Work task:
Your reply should repeat all records verbatim and contain no images.

[Start of section]

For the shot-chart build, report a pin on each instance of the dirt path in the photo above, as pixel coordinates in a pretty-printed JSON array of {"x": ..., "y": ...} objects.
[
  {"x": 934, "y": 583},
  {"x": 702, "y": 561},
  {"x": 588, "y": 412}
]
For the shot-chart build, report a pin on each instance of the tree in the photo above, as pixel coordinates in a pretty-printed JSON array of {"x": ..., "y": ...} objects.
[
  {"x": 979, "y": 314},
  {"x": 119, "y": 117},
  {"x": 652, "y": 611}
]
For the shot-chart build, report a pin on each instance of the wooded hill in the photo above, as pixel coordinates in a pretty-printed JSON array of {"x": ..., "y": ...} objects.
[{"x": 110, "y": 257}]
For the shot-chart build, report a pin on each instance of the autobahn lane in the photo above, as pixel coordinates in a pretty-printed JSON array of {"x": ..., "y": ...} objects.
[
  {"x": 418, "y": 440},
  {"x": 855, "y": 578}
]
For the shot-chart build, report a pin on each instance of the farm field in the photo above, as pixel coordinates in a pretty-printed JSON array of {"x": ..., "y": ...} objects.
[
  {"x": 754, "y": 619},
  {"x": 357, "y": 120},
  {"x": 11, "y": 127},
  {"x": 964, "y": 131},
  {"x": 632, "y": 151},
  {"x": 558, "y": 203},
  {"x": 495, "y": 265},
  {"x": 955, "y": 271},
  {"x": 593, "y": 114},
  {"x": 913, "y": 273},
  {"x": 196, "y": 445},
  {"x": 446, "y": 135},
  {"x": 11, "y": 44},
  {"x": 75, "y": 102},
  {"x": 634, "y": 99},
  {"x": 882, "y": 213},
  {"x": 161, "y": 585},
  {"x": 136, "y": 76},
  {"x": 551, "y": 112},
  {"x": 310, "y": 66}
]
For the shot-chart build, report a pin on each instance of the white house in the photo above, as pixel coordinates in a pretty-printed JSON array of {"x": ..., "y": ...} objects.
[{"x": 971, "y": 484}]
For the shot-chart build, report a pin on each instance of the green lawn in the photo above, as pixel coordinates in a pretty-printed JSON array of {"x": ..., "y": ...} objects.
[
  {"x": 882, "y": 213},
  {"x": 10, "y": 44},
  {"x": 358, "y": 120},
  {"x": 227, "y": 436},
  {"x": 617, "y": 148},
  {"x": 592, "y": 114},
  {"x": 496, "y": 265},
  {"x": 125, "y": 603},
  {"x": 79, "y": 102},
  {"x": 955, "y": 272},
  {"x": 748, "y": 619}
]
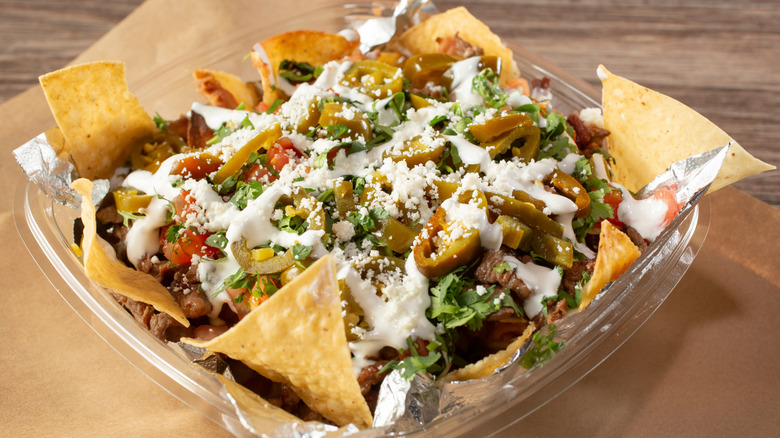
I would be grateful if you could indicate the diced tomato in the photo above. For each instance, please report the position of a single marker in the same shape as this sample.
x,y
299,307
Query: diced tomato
x,y
520,84
196,166
673,207
188,244
614,198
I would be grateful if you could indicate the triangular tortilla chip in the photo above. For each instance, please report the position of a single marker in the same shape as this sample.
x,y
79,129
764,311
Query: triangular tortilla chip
x,y
422,38
314,47
114,275
649,131
297,337
615,255
99,118
489,364
225,90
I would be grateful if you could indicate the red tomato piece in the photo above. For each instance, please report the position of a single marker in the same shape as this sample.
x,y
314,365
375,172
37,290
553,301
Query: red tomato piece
x,y
673,207
614,198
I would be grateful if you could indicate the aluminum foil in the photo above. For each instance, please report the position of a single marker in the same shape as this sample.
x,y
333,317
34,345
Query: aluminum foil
x,y
403,405
53,175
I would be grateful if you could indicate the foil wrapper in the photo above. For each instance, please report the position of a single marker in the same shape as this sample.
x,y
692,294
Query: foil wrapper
x,y
416,405
52,175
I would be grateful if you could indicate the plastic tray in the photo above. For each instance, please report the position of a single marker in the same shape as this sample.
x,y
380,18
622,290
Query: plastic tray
x,y
591,336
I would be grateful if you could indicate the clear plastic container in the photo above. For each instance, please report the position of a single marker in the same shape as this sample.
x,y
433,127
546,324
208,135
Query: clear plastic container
x,y
591,336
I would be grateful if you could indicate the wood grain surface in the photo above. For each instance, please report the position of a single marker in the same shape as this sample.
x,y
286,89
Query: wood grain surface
x,y
719,57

[End of section]

Answer to this task:
For the shot-chart build, report a pin on each instance of the dirt path in the photo above, as pixel coordinates in a pretty-printed JSON array of {"x": ..., "y": ...} objects.
[
  {"x": 934, "y": 583},
  {"x": 702, "y": 561},
  {"x": 588, "y": 412}
]
For the shot-chart build, report a pin on each instance of the tree in the photo above, as pixel coordinates in a pretty-printed JSON array of {"x": ..., "y": ...} objects.
[
  {"x": 979, "y": 314},
  {"x": 119, "y": 117},
  {"x": 652, "y": 611}
]
For the shot-chart build, report a pin on each instance of the wooded hill in the photo above, as pixel coordinates in a pretty-printed JSON array of {"x": ..., "y": ...} objects.
[{"x": 110, "y": 257}]
For the shot-chart build, report a pin on each instance of the autobahn lane in the photo above, as pixel coordinates in a pretty-printed JSON array of {"x": ..., "y": ...} objects.
[
  {"x": 418, "y": 440},
  {"x": 855, "y": 578}
]
For the shot-chart build, report a pin on each instance of the farm field in the photo above, as pixel coordinates in a pretty-printed JSON array of {"x": ..., "y": ...} objects.
[
  {"x": 754, "y": 619},
  {"x": 357, "y": 120},
  {"x": 11, "y": 127},
  {"x": 964, "y": 131},
  {"x": 632, "y": 151},
  {"x": 558, "y": 203},
  {"x": 495, "y": 265},
  {"x": 955, "y": 271},
  {"x": 593, "y": 114},
  {"x": 913, "y": 273},
  {"x": 196, "y": 445},
  {"x": 446, "y": 135},
  {"x": 11, "y": 44},
  {"x": 75, "y": 102},
  {"x": 634, "y": 99},
  {"x": 882, "y": 213},
  {"x": 161, "y": 585},
  {"x": 136, "y": 76},
  {"x": 551, "y": 112},
  {"x": 310, "y": 66}
]
For the shot-chart build, report a pin on each instance of the white house in the photo above, as pixel coordinates in a pretty-printed JSON array of {"x": ..., "y": ...} objects.
[{"x": 971, "y": 484}]
For the shot-chart build, report a pin on each instance of the green lawn in the photo above, as pixel coordinates in a pretty-printed JSON array of {"x": ..., "y": ...} objects.
[
  {"x": 882, "y": 213},
  {"x": 10, "y": 44},
  {"x": 358, "y": 120},
  {"x": 227, "y": 436},
  {"x": 617, "y": 148},
  {"x": 592, "y": 114},
  {"x": 496, "y": 265},
  {"x": 125, "y": 603},
  {"x": 79, "y": 102},
  {"x": 955, "y": 272},
  {"x": 748, "y": 619}
]
I would be grateful if you could indicate the diced tomato in the photo above. For each instance, please report the position of a single marker in the same shape as this sample.
x,y
299,307
Query: diced tomato
x,y
520,84
196,166
673,207
188,244
614,198
I would be grateful if you could indicate the triangular tortilla chip in the photo above. For each instance, please report the position of a single marker in the same shape as this sample.
x,y
79,129
764,311
Query: triangular tortilla chip
x,y
422,38
314,47
114,275
649,131
297,337
615,255
99,118
489,364
225,90
I would be grateful if you could indicate the red tomato piece in the photo above. For each instance, please report the position of a single marker in the same shape as this sample.
x,y
314,365
375,172
37,290
553,301
Query: red tomato piece
x,y
673,207
614,198
I would be grateful if you could indicate the aluminum foil in the photo above. For each instance, please report the position of a single marker in the same shape as this sample.
x,y
333,317
34,345
Query: aluminum foil
x,y
403,405
53,175
I would be grateful if you could indicate the foil wrapper in the photo above. For each instance, please report the position of a single marker in the same shape as this sample.
x,y
692,294
Query: foil wrapper
x,y
416,405
52,175
I would be grateful if you could indicate the plastic tray in the photo above. For each instance, please report the position of a single marker in the same shape as this sample.
x,y
380,18
622,290
Query: plastic tray
x,y
591,336
I would be grateful if you could indicate the clear plastic container in the photo above. For each instance, please report the position of a single marker in the same shape as this sample.
x,y
433,127
546,324
208,135
Query: clear plastic container
x,y
591,336
I would be grateful if you could indicate the wood grain surface in the photo above. For each instance, please report the position of a single marker in the same shape as this sample.
x,y
286,89
Query: wood grain surface
x,y
719,57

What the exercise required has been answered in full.